Personal information
- Nationality: French
- Born: 28 May 1998 (age 28) Quimper, France

Sport
- Sport: Para-cycling
- Disability class: H4

Medal record
Representing France
Men's Para-cycling
Paralympic Games
| Gold medal – first place | 2024 Paris | Mixed team relay H1–5 |
Road World Championships
| Gold medal – first place | 2023 Glasgow | Mixed team relay H1–5 |
| Gold medal – first place | 2024 Zurich | Road race H4 |
| Gold medal – first place | 2024 Zurich | Mixed team relay H1–5 |
| Gold medal – first place | 2025 Ronse | Road race H4 |
| Gold medal – first place | 2025 Ronse | Mixed team relay H1–5 |
| Bronze medal – third place | 2023 Glasgow | Time trial H4 |
| Bronze medal – third place | 2024 Zurich | Time trial H4 |
European Championships
| Gold medal – first place | 2023 Rotterdam | Mixed team relay H1–5 |
| Silver medal – second place | 2023 Rotterdam | Road race H4 |
Men's paratriathlon
World Championships
| Bronze medal – third place | 2026 Pontevedra | PTWC |

= Joseph Fritsch =

French para-cyclist (born 1998)

Joseph Fritsch (born 28 May 1998) is a French Para-cyclist. He represented France at the 2024 Summer Paralympics.

==Career==
In August 2023, Fritsch competed at the 2023 UCI Para-cycling Road World Championships and won a gold medal in the mixed team relay H1–5 event. Less than a week later he then competed at 2023 European Para Championships and won a gold medal in the mixed team relay H1–5 event.

Fritsch represented France at the 2024 Summer Paralympics and won a gold medal in the mixed team relay H1–5 event.
= = = = = = =
◆ **What this task involves**: Please state the city where Joseph Fritsch was born, according to the text about him. The items that follow were taken from a different source than the text about Joseph Fritsch.
= = = = = = =
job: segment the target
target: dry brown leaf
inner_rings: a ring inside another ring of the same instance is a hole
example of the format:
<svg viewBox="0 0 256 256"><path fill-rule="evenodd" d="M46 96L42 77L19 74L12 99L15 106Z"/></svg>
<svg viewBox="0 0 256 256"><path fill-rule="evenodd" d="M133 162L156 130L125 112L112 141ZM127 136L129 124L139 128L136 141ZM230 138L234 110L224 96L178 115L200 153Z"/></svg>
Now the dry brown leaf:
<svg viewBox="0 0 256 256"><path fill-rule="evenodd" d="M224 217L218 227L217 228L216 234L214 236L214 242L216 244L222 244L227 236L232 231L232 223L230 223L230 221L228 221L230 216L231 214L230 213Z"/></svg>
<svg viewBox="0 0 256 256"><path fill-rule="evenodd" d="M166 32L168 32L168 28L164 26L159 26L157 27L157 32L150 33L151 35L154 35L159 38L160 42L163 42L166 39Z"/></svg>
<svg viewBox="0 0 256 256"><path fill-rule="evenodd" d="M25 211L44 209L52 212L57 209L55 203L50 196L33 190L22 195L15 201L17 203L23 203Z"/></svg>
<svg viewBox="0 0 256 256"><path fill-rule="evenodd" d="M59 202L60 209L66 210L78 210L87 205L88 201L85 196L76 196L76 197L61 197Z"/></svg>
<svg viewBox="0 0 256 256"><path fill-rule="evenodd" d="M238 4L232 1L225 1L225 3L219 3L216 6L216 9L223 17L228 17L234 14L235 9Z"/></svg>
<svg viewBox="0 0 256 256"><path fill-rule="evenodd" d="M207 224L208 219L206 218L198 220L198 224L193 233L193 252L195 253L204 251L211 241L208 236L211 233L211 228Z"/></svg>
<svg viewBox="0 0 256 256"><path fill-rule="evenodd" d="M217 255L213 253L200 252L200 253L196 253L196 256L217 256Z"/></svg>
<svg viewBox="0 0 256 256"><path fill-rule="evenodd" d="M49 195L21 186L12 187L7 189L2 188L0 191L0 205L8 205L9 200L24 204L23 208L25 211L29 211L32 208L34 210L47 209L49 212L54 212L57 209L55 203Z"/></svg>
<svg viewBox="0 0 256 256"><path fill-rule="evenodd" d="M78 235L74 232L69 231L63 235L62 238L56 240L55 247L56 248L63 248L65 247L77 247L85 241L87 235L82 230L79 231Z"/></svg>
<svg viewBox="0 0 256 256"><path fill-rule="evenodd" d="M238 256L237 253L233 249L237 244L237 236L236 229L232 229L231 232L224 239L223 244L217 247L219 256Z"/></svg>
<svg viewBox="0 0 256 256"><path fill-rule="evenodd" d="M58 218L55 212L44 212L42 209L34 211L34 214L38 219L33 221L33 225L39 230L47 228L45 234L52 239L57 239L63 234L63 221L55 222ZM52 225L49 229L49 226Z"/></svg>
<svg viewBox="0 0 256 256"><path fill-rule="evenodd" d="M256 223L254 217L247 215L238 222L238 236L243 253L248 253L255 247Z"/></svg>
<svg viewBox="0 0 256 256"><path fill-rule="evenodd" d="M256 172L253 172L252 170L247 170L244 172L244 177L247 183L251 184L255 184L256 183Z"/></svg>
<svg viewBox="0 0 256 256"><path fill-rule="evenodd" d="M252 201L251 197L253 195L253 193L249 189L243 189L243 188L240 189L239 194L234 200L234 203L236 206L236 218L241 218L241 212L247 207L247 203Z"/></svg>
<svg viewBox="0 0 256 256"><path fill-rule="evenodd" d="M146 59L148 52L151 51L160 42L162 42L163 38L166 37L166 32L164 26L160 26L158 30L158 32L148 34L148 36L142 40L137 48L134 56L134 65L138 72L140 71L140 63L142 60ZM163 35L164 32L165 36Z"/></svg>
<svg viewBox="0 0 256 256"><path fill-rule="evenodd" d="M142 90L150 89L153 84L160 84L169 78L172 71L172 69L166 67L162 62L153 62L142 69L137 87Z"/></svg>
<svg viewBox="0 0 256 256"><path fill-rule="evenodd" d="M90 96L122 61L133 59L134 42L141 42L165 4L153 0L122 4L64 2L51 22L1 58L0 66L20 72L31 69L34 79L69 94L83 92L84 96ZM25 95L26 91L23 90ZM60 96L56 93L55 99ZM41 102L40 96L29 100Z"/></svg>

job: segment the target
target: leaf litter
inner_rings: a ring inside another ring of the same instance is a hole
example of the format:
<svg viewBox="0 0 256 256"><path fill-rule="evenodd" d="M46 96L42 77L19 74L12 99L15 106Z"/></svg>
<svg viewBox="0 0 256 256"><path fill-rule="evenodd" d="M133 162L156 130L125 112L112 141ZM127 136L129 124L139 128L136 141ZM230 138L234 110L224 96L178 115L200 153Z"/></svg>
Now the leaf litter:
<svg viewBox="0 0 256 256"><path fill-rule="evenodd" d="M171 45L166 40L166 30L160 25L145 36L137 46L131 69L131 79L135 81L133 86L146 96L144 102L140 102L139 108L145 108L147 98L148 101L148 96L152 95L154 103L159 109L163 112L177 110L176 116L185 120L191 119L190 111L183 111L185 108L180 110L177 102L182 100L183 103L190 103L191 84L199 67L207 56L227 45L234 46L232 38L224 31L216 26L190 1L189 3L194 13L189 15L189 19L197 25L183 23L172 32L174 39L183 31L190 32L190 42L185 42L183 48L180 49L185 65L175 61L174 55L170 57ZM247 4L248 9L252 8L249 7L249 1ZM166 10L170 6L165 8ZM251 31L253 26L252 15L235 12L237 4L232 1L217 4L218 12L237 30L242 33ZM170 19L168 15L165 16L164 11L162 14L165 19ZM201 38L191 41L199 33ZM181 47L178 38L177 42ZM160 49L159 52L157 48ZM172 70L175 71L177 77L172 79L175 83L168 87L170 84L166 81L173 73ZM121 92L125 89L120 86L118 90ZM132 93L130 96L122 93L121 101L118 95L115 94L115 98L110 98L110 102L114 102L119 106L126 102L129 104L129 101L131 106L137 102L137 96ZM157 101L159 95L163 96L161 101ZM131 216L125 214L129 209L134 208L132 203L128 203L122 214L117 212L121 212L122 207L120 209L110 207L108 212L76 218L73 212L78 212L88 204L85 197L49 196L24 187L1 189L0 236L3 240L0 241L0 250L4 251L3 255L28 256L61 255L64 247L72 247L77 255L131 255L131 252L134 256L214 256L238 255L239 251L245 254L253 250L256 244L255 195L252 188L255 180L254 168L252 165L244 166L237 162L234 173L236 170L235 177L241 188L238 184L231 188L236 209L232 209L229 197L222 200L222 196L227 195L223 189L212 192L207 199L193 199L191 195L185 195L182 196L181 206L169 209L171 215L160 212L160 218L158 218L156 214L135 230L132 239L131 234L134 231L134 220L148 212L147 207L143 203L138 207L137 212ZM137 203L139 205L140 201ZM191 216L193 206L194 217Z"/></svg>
= = = = = = =
◆ **Response to the task**: Quimper, France.